# Set exercise
Render the rows from the line with "man's ear | bbox" to the line with "[174,99,236,108]" as a two-column CSV with the header "label" and "boxes". Give one CSV line per row, with the row's text and its answer each in a single quoted field and line breaks replaced by spaces.

# Listing
--- --- ---

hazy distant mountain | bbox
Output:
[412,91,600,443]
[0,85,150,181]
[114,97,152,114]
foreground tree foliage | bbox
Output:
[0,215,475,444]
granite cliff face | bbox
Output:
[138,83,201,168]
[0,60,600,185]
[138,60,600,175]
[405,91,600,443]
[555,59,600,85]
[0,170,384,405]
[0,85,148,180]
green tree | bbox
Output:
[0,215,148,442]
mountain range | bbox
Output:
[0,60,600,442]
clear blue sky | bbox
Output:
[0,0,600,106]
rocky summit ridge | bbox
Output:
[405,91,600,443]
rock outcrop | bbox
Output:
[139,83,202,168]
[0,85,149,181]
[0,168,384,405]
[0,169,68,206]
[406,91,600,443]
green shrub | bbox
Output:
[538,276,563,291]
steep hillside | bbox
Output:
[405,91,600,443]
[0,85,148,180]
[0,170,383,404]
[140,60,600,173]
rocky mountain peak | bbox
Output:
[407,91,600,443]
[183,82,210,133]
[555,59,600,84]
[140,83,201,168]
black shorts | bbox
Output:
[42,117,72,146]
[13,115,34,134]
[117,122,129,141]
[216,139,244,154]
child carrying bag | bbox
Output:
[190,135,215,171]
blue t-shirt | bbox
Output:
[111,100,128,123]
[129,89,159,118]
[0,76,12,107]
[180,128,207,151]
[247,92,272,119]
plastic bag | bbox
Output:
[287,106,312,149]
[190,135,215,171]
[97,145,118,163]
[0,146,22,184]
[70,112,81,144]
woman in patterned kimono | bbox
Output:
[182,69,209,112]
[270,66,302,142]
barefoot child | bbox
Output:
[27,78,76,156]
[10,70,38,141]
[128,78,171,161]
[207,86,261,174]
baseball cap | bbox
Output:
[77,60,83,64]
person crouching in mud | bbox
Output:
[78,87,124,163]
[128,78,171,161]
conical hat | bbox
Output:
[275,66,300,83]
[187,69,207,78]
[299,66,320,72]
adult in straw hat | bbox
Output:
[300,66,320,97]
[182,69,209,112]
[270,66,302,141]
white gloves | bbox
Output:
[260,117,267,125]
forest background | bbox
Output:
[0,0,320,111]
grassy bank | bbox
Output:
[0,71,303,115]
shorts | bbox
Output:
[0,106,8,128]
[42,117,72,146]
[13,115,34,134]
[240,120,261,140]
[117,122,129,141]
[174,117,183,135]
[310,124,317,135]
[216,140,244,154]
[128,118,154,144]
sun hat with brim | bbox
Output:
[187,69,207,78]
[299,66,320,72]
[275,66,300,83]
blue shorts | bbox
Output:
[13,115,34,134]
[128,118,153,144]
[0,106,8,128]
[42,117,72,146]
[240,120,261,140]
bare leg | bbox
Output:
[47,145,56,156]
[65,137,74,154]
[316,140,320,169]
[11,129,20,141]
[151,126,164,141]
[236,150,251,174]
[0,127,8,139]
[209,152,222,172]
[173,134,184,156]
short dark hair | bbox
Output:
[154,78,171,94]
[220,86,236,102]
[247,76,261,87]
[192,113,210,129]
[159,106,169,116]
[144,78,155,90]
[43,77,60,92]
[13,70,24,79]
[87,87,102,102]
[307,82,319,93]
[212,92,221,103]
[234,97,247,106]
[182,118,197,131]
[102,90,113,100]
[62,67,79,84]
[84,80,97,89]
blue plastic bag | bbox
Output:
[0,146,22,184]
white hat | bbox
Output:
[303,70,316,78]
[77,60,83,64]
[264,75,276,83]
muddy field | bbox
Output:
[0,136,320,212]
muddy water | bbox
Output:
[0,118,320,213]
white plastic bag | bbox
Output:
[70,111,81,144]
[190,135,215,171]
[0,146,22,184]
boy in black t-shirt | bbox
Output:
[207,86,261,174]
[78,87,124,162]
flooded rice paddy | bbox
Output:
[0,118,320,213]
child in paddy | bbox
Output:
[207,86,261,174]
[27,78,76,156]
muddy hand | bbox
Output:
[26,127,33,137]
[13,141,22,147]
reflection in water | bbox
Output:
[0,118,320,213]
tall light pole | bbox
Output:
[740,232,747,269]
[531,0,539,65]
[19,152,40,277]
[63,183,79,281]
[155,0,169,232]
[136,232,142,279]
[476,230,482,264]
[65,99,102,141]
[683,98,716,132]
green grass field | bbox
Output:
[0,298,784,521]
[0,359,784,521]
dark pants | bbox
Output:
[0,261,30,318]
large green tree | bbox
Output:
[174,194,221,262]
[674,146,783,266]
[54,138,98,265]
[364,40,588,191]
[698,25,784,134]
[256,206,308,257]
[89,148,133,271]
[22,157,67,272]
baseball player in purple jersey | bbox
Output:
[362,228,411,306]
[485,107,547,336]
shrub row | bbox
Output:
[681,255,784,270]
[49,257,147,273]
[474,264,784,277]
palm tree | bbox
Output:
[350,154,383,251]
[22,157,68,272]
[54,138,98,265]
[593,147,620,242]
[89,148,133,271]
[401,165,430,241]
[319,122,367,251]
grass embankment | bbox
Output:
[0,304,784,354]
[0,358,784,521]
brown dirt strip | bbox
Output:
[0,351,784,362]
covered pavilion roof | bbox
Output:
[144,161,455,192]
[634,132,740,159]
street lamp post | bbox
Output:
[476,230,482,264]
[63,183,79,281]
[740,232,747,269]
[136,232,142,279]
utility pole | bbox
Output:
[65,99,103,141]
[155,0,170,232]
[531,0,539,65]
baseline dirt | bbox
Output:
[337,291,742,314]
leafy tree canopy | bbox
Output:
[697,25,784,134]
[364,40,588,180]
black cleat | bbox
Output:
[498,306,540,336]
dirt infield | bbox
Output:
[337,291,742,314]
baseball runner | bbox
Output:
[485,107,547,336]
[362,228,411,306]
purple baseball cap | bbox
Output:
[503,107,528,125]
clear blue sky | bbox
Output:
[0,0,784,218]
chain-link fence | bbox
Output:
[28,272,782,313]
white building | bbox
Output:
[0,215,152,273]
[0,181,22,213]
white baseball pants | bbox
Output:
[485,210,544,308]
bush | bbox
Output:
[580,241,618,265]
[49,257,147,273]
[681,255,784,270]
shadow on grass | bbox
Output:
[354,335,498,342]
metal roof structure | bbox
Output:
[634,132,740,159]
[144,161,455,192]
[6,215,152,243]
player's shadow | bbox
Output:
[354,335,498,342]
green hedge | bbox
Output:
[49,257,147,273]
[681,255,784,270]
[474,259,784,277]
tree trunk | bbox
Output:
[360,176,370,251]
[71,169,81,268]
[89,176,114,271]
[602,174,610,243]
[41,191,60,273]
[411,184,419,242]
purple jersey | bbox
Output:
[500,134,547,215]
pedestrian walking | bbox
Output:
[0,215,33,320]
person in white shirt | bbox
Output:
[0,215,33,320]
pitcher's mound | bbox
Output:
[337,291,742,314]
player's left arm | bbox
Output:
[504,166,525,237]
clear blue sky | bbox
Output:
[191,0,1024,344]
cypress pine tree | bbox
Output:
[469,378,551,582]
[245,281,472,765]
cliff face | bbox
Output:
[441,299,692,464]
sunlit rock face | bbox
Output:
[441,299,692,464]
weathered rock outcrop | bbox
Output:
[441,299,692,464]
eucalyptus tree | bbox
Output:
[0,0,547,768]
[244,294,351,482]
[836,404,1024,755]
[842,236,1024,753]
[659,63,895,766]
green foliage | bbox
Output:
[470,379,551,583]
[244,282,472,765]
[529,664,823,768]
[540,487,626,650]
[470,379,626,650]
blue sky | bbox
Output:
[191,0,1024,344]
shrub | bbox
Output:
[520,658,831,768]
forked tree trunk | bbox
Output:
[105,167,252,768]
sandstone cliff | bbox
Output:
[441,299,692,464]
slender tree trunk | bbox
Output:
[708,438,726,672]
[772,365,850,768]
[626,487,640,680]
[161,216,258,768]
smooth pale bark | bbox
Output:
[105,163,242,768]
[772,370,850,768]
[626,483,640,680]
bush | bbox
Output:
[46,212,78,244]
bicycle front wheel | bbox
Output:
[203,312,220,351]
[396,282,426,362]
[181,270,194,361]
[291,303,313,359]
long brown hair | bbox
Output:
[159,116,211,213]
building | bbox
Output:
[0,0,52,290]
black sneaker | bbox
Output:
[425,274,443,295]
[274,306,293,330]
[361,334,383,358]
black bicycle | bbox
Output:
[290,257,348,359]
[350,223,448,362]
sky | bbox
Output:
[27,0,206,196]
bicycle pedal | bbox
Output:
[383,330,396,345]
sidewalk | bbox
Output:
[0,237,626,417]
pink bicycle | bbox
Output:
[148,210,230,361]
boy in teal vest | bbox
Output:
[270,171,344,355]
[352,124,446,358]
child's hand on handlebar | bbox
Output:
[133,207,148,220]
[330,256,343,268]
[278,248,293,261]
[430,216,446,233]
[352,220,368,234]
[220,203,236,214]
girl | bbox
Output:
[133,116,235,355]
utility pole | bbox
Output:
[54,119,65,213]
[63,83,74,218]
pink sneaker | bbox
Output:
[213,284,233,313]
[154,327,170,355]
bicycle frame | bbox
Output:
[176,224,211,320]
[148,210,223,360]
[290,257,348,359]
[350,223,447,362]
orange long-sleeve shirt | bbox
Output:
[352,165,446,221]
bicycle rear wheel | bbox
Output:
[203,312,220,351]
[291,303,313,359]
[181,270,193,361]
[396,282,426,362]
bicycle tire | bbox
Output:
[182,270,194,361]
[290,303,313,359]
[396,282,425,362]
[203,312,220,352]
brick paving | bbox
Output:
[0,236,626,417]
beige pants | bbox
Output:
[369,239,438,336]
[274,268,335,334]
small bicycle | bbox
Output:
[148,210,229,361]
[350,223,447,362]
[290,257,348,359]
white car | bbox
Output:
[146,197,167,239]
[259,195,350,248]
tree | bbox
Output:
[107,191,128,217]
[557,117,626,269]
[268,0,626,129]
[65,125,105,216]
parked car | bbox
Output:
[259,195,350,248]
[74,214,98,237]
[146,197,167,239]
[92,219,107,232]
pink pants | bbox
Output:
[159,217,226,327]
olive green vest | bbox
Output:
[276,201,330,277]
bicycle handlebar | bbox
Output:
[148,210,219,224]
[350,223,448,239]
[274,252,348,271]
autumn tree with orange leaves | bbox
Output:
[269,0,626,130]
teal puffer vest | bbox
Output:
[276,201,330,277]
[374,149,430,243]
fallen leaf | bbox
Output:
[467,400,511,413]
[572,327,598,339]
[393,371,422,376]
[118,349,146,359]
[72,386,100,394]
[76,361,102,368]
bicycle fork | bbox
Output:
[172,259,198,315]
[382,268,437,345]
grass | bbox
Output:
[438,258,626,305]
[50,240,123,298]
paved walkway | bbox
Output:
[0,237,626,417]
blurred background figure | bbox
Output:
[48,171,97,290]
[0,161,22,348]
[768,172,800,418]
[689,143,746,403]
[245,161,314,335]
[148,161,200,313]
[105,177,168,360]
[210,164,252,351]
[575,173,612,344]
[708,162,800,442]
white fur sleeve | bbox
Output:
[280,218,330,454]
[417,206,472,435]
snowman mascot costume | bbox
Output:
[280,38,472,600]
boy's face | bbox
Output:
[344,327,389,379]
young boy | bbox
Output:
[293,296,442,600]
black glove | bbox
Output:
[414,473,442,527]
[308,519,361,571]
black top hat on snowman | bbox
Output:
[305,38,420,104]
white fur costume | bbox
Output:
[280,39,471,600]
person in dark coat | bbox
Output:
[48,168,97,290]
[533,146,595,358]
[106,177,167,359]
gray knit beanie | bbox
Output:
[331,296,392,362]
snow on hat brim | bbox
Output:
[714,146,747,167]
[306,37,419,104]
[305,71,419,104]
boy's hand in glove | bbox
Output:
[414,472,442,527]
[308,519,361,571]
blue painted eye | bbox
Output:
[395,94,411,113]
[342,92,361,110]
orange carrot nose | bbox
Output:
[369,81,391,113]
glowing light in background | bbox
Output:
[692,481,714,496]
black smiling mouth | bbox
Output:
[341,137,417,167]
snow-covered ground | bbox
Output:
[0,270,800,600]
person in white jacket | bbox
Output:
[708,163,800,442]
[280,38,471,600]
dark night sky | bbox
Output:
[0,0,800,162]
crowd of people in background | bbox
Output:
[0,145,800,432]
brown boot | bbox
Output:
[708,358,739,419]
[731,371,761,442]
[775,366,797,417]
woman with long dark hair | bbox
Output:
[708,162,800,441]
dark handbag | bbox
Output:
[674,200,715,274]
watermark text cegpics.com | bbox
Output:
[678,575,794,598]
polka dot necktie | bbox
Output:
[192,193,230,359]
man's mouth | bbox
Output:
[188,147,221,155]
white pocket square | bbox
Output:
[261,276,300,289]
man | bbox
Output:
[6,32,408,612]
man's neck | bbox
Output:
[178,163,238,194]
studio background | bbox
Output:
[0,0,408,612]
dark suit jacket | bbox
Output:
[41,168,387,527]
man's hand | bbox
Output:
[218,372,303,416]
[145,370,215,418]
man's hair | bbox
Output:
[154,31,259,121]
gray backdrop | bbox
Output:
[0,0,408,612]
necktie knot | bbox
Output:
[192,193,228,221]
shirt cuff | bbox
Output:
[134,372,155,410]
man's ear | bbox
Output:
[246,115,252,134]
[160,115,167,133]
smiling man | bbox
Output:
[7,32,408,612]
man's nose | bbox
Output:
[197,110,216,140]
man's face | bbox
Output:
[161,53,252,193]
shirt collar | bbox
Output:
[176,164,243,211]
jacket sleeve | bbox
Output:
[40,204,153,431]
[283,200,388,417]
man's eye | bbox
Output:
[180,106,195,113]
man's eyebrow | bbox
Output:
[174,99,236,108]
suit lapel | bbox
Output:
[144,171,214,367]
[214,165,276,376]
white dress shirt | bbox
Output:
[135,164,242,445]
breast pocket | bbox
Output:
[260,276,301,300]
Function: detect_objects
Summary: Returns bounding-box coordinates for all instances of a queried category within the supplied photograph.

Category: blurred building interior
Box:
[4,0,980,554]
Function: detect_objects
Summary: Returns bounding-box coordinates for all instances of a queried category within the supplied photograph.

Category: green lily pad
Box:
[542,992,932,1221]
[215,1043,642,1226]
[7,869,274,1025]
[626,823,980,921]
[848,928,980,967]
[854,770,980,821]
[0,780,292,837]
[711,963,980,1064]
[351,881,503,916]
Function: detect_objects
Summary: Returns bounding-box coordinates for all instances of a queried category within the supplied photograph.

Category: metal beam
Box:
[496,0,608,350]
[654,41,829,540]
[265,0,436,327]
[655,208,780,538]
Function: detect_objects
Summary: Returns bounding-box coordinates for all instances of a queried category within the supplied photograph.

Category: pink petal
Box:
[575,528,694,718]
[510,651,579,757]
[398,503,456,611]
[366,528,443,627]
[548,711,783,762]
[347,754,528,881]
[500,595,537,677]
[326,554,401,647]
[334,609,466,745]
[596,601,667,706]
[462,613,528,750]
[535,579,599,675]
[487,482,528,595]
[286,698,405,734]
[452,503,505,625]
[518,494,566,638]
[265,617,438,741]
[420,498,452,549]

--- --- ---

# Answer to the problem
label,boxes
"man's ear | bbox Output:","[246,115,252,134] [160,115,167,133]"
"smiling man | bbox Output:","[7,32,408,612]"
"man's nose | bbox Output:","[197,110,216,140]"
"man's face | bbox Output:","[161,53,252,193]"
"shirt collar | bbox Output:","[176,164,243,211]"
"jacket sleeve | bbox Output:","[40,204,153,431] [283,200,388,417]"
"man's eye | bbox Output:","[180,106,195,113]"
"man's eyebrow | bbox Output:","[174,99,236,108]"